Reliquary of St. Foy at Conque Abbey (photo: Holly Hayes, Art History images)
The cult of relic was at its peak during the Romanesque period (c. 1000 – 1200). Relics are religious objects generally connected to a saint, or some other venerated person. A relic might be a body part, a saint’s finger, a cloth worn by the Virgin Mary, or a piece of the True Cross.
Relics are often housed in a protective container called a reliquary. Reliquarys are often quite opulent and can be encrusted with precious metals and gemstones given by the faithful. An example is the Reliquary of Saint Foy, located at Conques abbey on the pilgrimage route. It is said to hold a piece of the child martyr’s skull. A large pilgrimage church might be home to one major relic, and dozens of lesser-known relics. Because of their sacred and economic value, every church wanted an important relic and a black market boomed with fake and stolen goods.
Portal, Cathedral of Saint Lazare, Autun, 12th century
Accommodating crowds
St. Sernin, Toulouse (plan)
Pilgrimage churches were constructed with some special features to make them particularly accessible to visitors. The goal was to get large numbers of people to the relics and out again without disturbing the Mass in the center of the church. A large portal that could accommodate the pious throngs was a prerequisite. Generally, these portals would also have an elaborate sculptural program, often portraying the Second Coming—a good way to remind the weary pilgrim why they made the trip!
A pilgrimage church generally consisted of a double aisle on either side of the nave (the wide hall that runs down the center of a church). In this way, the visitor could move easily around the outer edges of the church until reaching the smaller apsidioles or radiating chapels. These are small rooms generally located off the back of the church behind the altar where relics were often displayed. The faithful would move from chapel to chapel venerating each relic in turn.
Thick walls, small windows
The thrust of a barrel vault
Romanesque churches were dark. This was in large part because of the use of stone barrel-vault construction. This system provided excellent acoustics and reduced fire danger. However, a barrel vault exerts continuous lateral (outward pressure) all along the walls that support the vault.
This meant the outer walls of the church had to be extra thick. It also meant that windows had to be small and few. When builders dared to pierce walls with additional or larger windows they risked structural failure. Churches did collapse.

#### Stored records:
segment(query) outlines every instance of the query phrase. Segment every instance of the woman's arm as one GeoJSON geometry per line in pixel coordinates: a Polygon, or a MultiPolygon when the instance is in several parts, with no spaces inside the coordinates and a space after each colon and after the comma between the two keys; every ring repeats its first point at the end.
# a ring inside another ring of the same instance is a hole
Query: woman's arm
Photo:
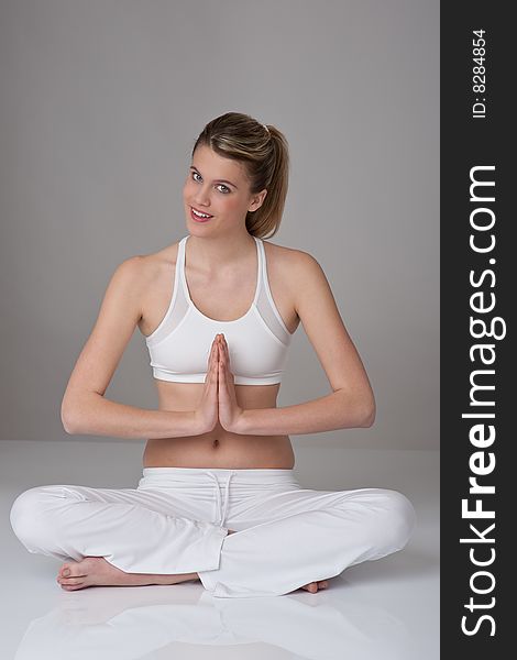
{"type": "Polygon", "coordinates": [[[135,439],[198,435],[194,411],[146,410],[103,396],[142,317],[147,277],[141,256],[125,260],[113,273],[63,397],[67,433],[135,439]]]}
{"type": "Polygon", "coordinates": [[[332,393],[295,406],[243,410],[233,431],[275,436],[371,427],[375,419],[374,394],[327,277],[310,254],[294,251],[290,258],[296,311],[332,393]]]}

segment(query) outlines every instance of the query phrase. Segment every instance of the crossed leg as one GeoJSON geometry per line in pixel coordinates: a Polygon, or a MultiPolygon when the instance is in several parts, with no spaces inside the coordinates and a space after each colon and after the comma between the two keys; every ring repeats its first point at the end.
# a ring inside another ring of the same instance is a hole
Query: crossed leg
{"type": "MultiPolygon", "coordinates": [[[[230,529],[228,534],[233,534],[230,529]]],[[[88,586],[143,586],[148,584],[179,584],[189,580],[199,580],[197,573],[152,574],[125,573],[102,557],[85,557],[81,561],[65,562],[58,573],[57,583],[65,591],[77,591],[88,586]]],[[[309,582],[301,588],[315,594],[318,588],[327,588],[328,581],[309,582]]]]}

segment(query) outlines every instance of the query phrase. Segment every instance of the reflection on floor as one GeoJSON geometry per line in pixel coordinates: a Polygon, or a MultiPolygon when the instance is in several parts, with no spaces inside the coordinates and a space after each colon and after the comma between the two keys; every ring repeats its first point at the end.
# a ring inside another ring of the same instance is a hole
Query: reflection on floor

#### Complete the following:
[1] In the passage on Romanesque pilgrimage churches, what is the Reliquary of Saint Foy said to hold?
[2] Write out the passage on Romanesque pilgrimage churches from "Pilgrimage churches were" to "made the trip!", swapping "pious throngs" for "crowds of pilgrims".

#### Task results:
[1] A piece of the child martyr's skull.

[2]
Pilgrimage churches were constructed with some special features to make them particularly accessible to visitors. The goal was to get large numbers of people to the relics and out again without disturbing the Mass in the center of the church. A large portal that could accommodate the crowds of pilgrims was a prerequisite. Generally, these portals would also have an elaborate sculptural program, often portraying the Second Coming—a good way to remind the weary pilgrim why they made the trip!